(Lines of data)
— Start —

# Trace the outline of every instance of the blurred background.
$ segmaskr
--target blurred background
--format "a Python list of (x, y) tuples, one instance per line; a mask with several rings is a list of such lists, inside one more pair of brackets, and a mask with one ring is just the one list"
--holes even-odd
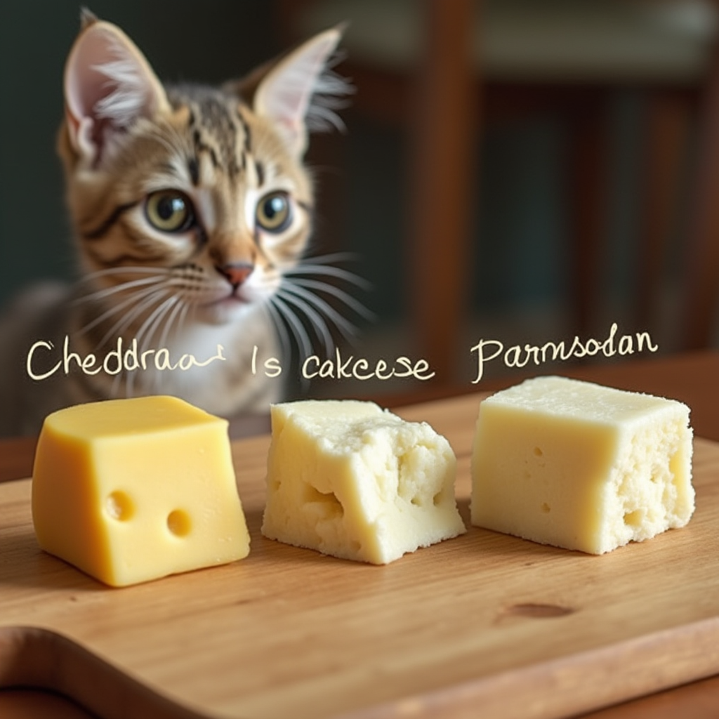
[[(719, 344), (708, 0), (95, 0), (162, 79), (220, 81), (348, 22), (347, 132), (316, 135), (315, 250), (372, 289), (347, 353), (470, 389), (480, 339)], [(0, 9), (0, 303), (74, 262), (55, 135), (68, 0)], [(717, 96), (715, 98), (715, 96)], [(714, 134), (718, 137), (714, 137)], [(644, 354), (644, 357), (647, 353)], [(616, 358), (614, 358), (615, 360)], [(599, 361), (594, 358), (592, 361)], [(539, 368), (556, 371), (557, 365)], [(498, 360), (487, 378), (510, 370)], [(334, 394), (418, 391), (354, 383)], [(480, 387), (481, 388), (481, 385)], [(305, 388), (306, 389), (306, 388)]]

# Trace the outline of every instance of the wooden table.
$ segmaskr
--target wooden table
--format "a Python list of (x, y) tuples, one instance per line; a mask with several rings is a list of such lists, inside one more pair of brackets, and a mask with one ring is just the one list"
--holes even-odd
[[(692, 408), (692, 421), (695, 435), (700, 438), (719, 441), (719, 384), (717, 382), (719, 378), (719, 353), (699, 353), (621, 365), (562, 367), (559, 371), (562, 374), (616, 387), (679, 399), (686, 402)], [(495, 389), (501, 385), (514, 381), (516, 381), (516, 377), (510, 377), (494, 382), (491, 386), (480, 385), (476, 389)], [(451, 418), (455, 409), (457, 411), (461, 410), (466, 414), (467, 406), (467, 400), (459, 398), (411, 407), (403, 410), (402, 413), (408, 418), (436, 416), (440, 423), (442, 423), (449, 421), (447, 418)], [(262, 444), (262, 439), (258, 441)], [(701, 440), (700, 442), (701, 443)], [(0, 481), (28, 476), (32, 465), (33, 449), (32, 440), (0, 441)], [(701, 450), (700, 454), (705, 454), (709, 450), (713, 451), (713, 446), (709, 443), (700, 444), (699, 449)], [(0, 562), (1, 561), (0, 557)], [(0, 591), (2, 590), (0, 584)], [(1, 620), (0, 616), (0, 623)], [(2, 649), (0, 644), (0, 684), (3, 680), (4, 669)], [(677, 667), (680, 664), (679, 661)], [(668, 666), (672, 666), (671, 662)], [(710, 672), (719, 672), (719, 664), (713, 668), (713, 667), (711, 661), (707, 659), (703, 674), (706, 675)], [(664, 685), (667, 685), (666, 682)], [(684, 684), (678, 688), (625, 702), (610, 708), (595, 711), (591, 714), (585, 712), (582, 715), (585, 719), (639, 719), (644, 717), (662, 719), (684, 713), (692, 719), (702, 719), (715, 716), (718, 706), (719, 676), (713, 676), (691, 684)], [(406, 709), (408, 712), (411, 711), (411, 707), (408, 705)], [(28, 689), (12, 689), (0, 692), (0, 716), (6, 719), (45, 719), (46, 717), (53, 719), (86, 719), (91, 715), (65, 698), (56, 695)], [(175, 715), (179, 718), (181, 714), (173, 715), (170, 712), (167, 715), (168, 719)], [(409, 713), (408, 715), (412, 715)], [(452, 713), (449, 715), (454, 717), (472, 715)]]

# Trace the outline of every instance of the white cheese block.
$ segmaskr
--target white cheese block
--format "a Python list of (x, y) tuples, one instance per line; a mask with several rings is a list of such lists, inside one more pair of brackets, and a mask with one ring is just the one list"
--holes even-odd
[(265, 536), (383, 564), (466, 531), (454, 452), (428, 424), (349, 400), (271, 413)]
[(692, 429), (680, 402), (541, 377), (482, 402), (472, 523), (601, 554), (684, 526)]

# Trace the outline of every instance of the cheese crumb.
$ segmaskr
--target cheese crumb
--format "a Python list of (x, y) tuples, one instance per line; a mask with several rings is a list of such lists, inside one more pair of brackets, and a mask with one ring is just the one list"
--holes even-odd
[(40, 546), (111, 586), (241, 559), (227, 421), (174, 397), (49, 415), (32, 476)]
[(692, 436), (680, 402), (528, 380), (480, 404), (472, 523), (593, 554), (684, 526)]
[(383, 564), (466, 531), (449, 443), (371, 402), (274, 405), (262, 533)]

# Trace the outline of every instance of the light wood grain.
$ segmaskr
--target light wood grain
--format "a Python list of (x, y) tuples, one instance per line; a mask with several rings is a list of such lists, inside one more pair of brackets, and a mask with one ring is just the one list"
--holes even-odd
[[(465, 520), (480, 398), (403, 412), (450, 439)], [(0, 686), (49, 684), (109, 719), (480, 707), (531, 719), (719, 671), (714, 443), (695, 443), (697, 509), (684, 529), (590, 557), (472, 528), (378, 567), (261, 536), (268, 442), (234, 446), (249, 557), (121, 590), (40, 551), (29, 482), (0, 485)]]

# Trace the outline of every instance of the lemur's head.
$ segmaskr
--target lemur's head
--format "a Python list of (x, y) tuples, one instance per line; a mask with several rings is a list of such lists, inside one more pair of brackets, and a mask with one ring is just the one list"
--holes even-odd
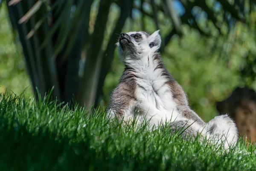
[(157, 51), (161, 45), (160, 30), (150, 35), (145, 31), (131, 31), (120, 34), (119, 46), (122, 58), (138, 57)]

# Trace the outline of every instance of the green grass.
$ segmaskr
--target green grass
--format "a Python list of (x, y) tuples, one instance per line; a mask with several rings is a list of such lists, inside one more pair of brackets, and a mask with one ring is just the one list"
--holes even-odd
[(1, 94), (1, 171), (256, 170), (256, 148), (241, 139), (224, 153), (168, 127), (123, 127), (99, 110), (88, 117), (49, 102)]

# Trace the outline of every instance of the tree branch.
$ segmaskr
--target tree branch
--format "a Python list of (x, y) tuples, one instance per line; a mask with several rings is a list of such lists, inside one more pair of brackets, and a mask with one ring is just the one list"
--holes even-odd
[(95, 107), (97, 106), (99, 103), (99, 97), (102, 94), (102, 89), (104, 86), (104, 80), (107, 76), (107, 74), (111, 66), (112, 62), (114, 57), (114, 52), (116, 46), (115, 43), (119, 37), (122, 28), (123, 27), (126, 18), (129, 13), (131, 12), (133, 0), (122, 0), (120, 1), (120, 7), (121, 8), (121, 14), (119, 19), (116, 23), (115, 29), (113, 32), (112, 36), (108, 42), (107, 49), (103, 53), (104, 57), (101, 63), (101, 70), (99, 78), (98, 81), (98, 87), (97, 90), (96, 101), (94, 103)]

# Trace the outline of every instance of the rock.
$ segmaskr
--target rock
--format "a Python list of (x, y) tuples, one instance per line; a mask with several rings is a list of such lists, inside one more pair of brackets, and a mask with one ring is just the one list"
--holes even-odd
[(221, 114), (228, 114), (240, 136), (251, 143), (256, 142), (256, 92), (247, 87), (237, 88), (227, 99), (217, 103)]

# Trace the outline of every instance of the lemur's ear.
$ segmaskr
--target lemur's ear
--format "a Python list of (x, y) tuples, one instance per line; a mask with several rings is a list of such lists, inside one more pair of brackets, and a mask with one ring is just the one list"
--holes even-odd
[(159, 34), (160, 30), (157, 30), (153, 33), (149, 37), (150, 44), (149, 47), (152, 48), (156, 46), (157, 49), (160, 48), (161, 46), (161, 36)]

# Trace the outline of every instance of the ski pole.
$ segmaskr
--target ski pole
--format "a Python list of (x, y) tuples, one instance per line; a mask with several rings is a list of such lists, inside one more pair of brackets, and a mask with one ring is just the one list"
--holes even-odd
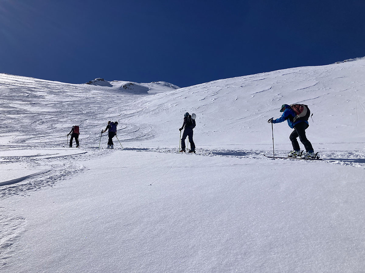
[(181, 141), (180, 139), (181, 139), (181, 131), (180, 131), (180, 139), (179, 139), (179, 153), (180, 153), (180, 145), (181, 144)]
[(98, 148), (100, 148), (100, 143), (101, 141), (101, 136), (103, 136), (103, 129), (101, 129), (101, 135), (100, 136), (100, 140), (99, 141), (99, 147)]
[[(116, 139), (117, 139), (118, 140), (118, 141), (119, 141), (119, 139), (118, 138), (118, 136), (117, 136), (116, 135), (115, 135), (115, 136), (116, 136)], [(119, 144), (121, 146), (122, 146), (122, 143), (120, 143), (120, 141), (119, 141)], [(124, 148), (123, 148), (123, 146), (122, 146), (122, 147), (123, 149), (124, 149)]]
[(273, 157), (275, 159), (275, 153), (274, 151), (274, 127), (273, 126), (272, 119), (273, 117), (272, 118), (268, 121), (268, 122), (271, 123), (271, 131), (273, 133)]

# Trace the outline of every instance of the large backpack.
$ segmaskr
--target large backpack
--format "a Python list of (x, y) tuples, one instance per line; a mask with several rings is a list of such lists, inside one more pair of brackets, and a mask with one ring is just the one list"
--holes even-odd
[(77, 134), (79, 135), (80, 134), (80, 128), (77, 125), (75, 125), (73, 127), (73, 132), (75, 134)]
[(293, 122), (299, 120), (308, 120), (309, 119), (311, 111), (308, 108), (308, 105), (295, 103), (291, 104), (290, 107), (296, 114), (293, 120)]
[(110, 123), (110, 124), (109, 124), (110, 126), (109, 127), (109, 131), (110, 132), (114, 132), (115, 133), (116, 132), (116, 125), (115, 124), (114, 122), (112, 122)]
[(191, 116), (189, 115), (186, 117), (186, 123), (185, 123), (187, 127), (191, 126), (193, 124), (193, 120), (191, 118)]

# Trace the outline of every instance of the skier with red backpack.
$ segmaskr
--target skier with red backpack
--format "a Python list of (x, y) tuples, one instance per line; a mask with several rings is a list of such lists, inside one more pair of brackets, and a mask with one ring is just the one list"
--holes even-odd
[[(287, 120), (289, 127), (294, 129), (289, 136), (293, 146), (293, 150), (291, 151), (288, 156), (289, 157), (300, 156), (301, 158), (306, 159), (315, 158), (316, 154), (314, 153), (312, 144), (306, 135), (306, 130), (309, 126), (308, 120), (311, 113), (308, 106), (297, 104), (291, 105), (283, 104), (280, 111), (283, 112), (280, 118), (276, 119), (272, 118), (268, 120), (268, 122), (278, 123)], [(301, 155), (300, 149), (297, 140), (298, 136), (306, 149), (306, 153), (303, 155)]]
[(73, 126), (70, 132), (67, 134), (68, 136), (71, 135), (71, 138), (70, 139), (70, 148), (72, 147), (72, 141), (73, 140), (74, 138), (75, 138), (75, 141), (76, 142), (76, 147), (78, 147), (78, 135), (80, 134), (80, 128), (77, 125)]
[(108, 130), (108, 146), (107, 149), (114, 149), (114, 143), (113, 143), (113, 138), (116, 135), (116, 127), (118, 126), (118, 122), (111, 122), (109, 120), (108, 122), (108, 125), (107, 125), (105, 130), (103, 131), (101, 130), (101, 134), (107, 131), (107, 130)]

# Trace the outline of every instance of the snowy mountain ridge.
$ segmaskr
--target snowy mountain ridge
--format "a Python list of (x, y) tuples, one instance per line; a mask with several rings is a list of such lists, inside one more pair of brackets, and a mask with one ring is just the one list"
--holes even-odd
[[(181, 88), (0, 74), (0, 272), (362, 272), (364, 73), (360, 59)], [(292, 149), (267, 120), (295, 103), (324, 160), (264, 156)], [(187, 111), (196, 154), (177, 151)]]
[(138, 83), (131, 82), (113, 80), (108, 82), (102, 78), (97, 78), (85, 83), (96, 86), (105, 86), (123, 91), (138, 94), (155, 94), (166, 92), (171, 89), (177, 89), (178, 86), (166, 82), (153, 82), (149, 83)]

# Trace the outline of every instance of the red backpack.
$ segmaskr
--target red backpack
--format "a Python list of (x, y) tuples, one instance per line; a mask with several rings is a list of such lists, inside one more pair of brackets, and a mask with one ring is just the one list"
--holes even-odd
[(78, 126), (77, 125), (75, 125), (73, 127), (73, 132), (75, 134), (80, 134), (80, 128), (79, 128)]
[(295, 112), (296, 115), (294, 117), (293, 122), (298, 120), (308, 120), (311, 115), (311, 111), (308, 106), (305, 104), (291, 104), (290, 107)]

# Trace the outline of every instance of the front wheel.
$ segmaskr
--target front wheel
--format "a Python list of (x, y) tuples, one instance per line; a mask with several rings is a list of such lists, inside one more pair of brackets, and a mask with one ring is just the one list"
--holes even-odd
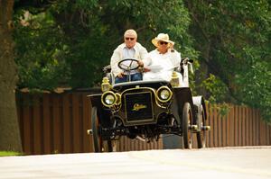
[(101, 137), (100, 122), (98, 118), (97, 107), (91, 110), (92, 141), (94, 152), (112, 152), (111, 140), (104, 141)]
[[(205, 126), (206, 119), (205, 119), (205, 111), (203, 106), (201, 105), (200, 108), (200, 119), (198, 119), (197, 124), (200, 128)], [(197, 132), (197, 142), (198, 142), (198, 148), (206, 148), (206, 130), (201, 130)]]
[(189, 103), (185, 103), (182, 109), (182, 136), (184, 148), (192, 148), (192, 130), (190, 128), (192, 124), (192, 112)]

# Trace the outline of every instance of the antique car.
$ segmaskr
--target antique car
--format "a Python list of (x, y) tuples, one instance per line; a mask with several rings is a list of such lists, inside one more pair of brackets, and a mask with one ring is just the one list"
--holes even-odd
[[(124, 65), (129, 62), (130, 65)], [(118, 67), (129, 73), (138, 68), (136, 59), (124, 59)], [(134, 65), (132, 66), (132, 64)], [(182, 59), (171, 81), (129, 81), (114, 84), (108, 70), (101, 84), (101, 94), (91, 94), (91, 128), (95, 152), (112, 151), (115, 140), (122, 136), (146, 142), (158, 140), (164, 134), (180, 136), (182, 148), (205, 148), (207, 113), (202, 96), (192, 96), (189, 87), (189, 66)], [(113, 79), (112, 79), (113, 78)]]

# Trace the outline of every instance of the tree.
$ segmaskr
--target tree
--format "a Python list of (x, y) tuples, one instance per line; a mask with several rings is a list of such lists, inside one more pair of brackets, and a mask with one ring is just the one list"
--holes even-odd
[(0, 1), (0, 150), (22, 152), (16, 114), (17, 69), (14, 60), (13, 0)]
[(220, 84), (212, 85), (220, 89), (211, 89), (219, 93), (214, 100), (260, 108), (271, 121), (270, 1), (185, 2), (201, 67), (208, 67), (203, 74), (215, 75), (208, 84)]

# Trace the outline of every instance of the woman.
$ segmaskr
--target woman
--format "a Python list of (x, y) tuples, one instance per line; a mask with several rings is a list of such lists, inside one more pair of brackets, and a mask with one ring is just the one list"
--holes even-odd
[[(144, 60), (145, 73), (143, 80), (170, 81), (173, 71), (180, 66), (181, 54), (173, 49), (174, 42), (169, 40), (166, 33), (159, 33), (152, 43), (156, 49)], [(181, 74), (178, 76), (180, 78)]]

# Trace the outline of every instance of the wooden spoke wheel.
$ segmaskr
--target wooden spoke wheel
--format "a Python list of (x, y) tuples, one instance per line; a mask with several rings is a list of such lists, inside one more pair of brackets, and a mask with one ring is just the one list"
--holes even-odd
[(190, 126), (192, 125), (192, 112), (189, 103), (185, 103), (182, 109), (182, 136), (184, 148), (192, 148), (192, 130)]
[(103, 140), (101, 137), (100, 122), (98, 118), (97, 107), (91, 111), (92, 141), (94, 152), (112, 152), (111, 140)]
[[(198, 126), (201, 128), (202, 126), (205, 126), (206, 119), (205, 119), (205, 111), (203, 109), (203, 106), (201, 105), (201, 115), (200, 119), (198, 119)], [(201, 131), (197, 132), (197, 142), (198, 142), (198, 148), (206, 148), (206, 130), (200, 129)]]

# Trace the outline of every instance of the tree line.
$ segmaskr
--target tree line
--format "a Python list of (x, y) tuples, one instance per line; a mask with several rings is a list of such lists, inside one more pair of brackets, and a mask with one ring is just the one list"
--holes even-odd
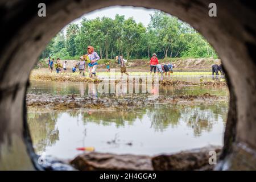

— End —

Set problem: Begin at the line of the listing that has "# Trace the outline of every instance of the wooden spoke" and stop after the line that has "130), (200, 129)]]", then write out every line in that span. Keep each line unchanged except for the coordinates, which you should multiply by 2.45 and round to whole numbers, with halves rounded up.

Full output:
# Trace the outline of every instance of the wooden spoke wheel.
$ segmaskr
--target wooden spoke wheel
--format "a Python list of (x, y) tuples, one instance per line; a mask with several rings is a list of such lists, inside one more pair of brackets, and a mask with one ring is just the one list"
--holes even-odd
[(466, 309), (470, 306), (470, 274), (463, 252), (453, 252), (446, 267), (446, 333), (451, 363), (470, 363), (470, 319)]
[(252, 343), (247, 336), (245, 299), (240, 289), (238, 262), (223, 272), (225, 345), (230, 372), (274, 372), (272, 343)]
[[(485, 309), (492, 314), (495, 309), (502, 309), (505, 292), (502, 292), (502, 272), (497, 267), (497, 260), (492, 257), (492, 282), (490, 292), (485, 292)], [(492, 321), (483, 323), (483, 348), (485, 348), (485, 363), (505, 363), (505, 319), (490, 316)]]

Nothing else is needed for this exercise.